Work item: This exercise calls for every record to be set down again, exactly and in full.

Source data
....

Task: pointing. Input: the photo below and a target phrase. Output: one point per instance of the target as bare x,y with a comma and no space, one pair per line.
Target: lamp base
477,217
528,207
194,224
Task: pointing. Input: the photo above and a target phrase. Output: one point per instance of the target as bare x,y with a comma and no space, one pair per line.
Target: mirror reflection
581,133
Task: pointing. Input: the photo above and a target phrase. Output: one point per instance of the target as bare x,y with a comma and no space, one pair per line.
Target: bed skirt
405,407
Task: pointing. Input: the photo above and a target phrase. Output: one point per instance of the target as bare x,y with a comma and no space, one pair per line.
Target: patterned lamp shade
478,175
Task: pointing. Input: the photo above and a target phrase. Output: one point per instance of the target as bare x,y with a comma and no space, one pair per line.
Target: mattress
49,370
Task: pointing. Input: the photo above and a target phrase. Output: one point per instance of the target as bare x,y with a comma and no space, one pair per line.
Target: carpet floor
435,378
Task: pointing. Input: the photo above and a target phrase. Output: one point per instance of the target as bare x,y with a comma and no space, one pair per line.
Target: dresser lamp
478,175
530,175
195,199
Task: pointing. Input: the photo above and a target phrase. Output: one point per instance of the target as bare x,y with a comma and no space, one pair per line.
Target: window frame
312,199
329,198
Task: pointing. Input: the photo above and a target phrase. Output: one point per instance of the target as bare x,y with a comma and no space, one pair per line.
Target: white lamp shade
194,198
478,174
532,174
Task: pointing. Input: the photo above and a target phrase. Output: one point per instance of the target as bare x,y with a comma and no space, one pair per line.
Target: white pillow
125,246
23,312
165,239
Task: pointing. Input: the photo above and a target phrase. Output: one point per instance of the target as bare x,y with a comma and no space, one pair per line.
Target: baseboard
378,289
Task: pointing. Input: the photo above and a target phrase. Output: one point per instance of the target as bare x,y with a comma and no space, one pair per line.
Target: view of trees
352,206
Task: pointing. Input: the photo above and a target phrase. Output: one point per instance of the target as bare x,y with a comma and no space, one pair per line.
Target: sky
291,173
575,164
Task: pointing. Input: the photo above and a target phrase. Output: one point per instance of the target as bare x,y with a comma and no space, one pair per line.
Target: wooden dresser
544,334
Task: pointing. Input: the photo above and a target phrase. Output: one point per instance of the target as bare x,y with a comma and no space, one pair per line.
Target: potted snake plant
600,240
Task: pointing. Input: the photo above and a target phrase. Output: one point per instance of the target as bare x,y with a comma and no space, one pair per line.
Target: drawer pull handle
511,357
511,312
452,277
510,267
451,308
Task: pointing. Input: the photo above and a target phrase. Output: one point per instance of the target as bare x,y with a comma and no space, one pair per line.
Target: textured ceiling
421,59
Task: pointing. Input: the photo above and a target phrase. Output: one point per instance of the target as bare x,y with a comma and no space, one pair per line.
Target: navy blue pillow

....

Task solution:
Task: pointing. Input: the photo below and a target phrase. Output: one point per instance of the target as bare x,y with a comma and no space, one pair per line.
Target: lamp base
477,217
528,207
194,224
Task: pointing. Input: the photo above and a target phrase. Output: one point per instance of the target as bare x,y with a comma and no space, one pair per line.
Target: mirror reflection
581,133
Task: pointing. Input: the photo above and a target phrase. Output: one point per instance of the target as bare x,y with a comma and no space, one pair per line.
Target: bed skirt
405,407
Task: pointing. Input: the photo above and a target phrase. Output: one point per instance of the target as bare x,y with a comma and no space, one pair per line.
Target: patterned lamp shade
478,175
Task: pointing. Input: the photo above and a target phrase. Output: one point per instance of the target as bare x,y with a comma and no space, one pair per line.
Target: mattress
49,370
Task: pointing. Input: the photo above and a target phrase. Output: one point per instance of the target as bare x,y with a comma and no space, one pair per line.
Target: carpet floor
435,378
Task: pointing. Input: the photo above and a target phrase. Output: one point per instance of the target as bare x,y with a comma and no space, one pair per line.
Target: dresser lamp
478,175
530,175
195,199
Task: pointing. Input: the photo above and a target phrase. Output: one point per instance of the target as bare x,y with a comma and no space, one pair per line.
Target: window frame
312,199
329,198
Task: pointing. Input: the photo above and a target phrase. Output: one point per instance of the target as bare x,y with a comma and no space, one pair per line.
Target: white lamp shade
194,198
478,174
532,174
Task: pointing. Input: the photo above and a target phrase. Output: one point per instance of the target as bare x,y with a comma and no space, one pair per line.
Target: white pillow
125,246
23,312
165,239
Task: pointing. Input: the photo above and a target phrase. Output: one point per instance of the target as bare x,y with a comma and no space, one pair per line.
Target: baseboard
378,289
Task: pointing. Input: the photo above and a target phrase. Output: one point per instance of the target as bare x,y with a comma and no space, one pair per line.
Target: view of trees
352,206
Task: pointing. Input: the photo above and a target phrase. Output: one point per instance of the target as bare x,y with a comma and no space, one pair per line.
Target: sky
291,173
575,164
Task: pointing. Input: the photo above and a target phrase. Output: one point per instance of the target as bare x,y with a comma and no space, one pair per line.
Target: wooden dresser
544,334
Task: pointing. Input: the photo above and a target phrase. Output: one point per instance of the target as bare x,y with a comma and no space, one pair per line.
Target: potted snake plant
600,240
Task: pointing. Input: the photo above and a target phrase. Output: one point per instance of the target as bare x,y with a comma and no space, one pair per line.
Target: drawer pull handle
511,357
511,312
452,277
510,267
451,308
Task: pointing. Input: the photo above and a target phrase. Output: one point per instance of the target as bare x,y with a comma and no space, one pair per line.
Target: textured ceiling
421,59
Task: pointing. Input: the photo above and a target phrase. Output: one point per instance of the target as bare x,y with a comma and no space, one pair per line.
Target: navy blue pillow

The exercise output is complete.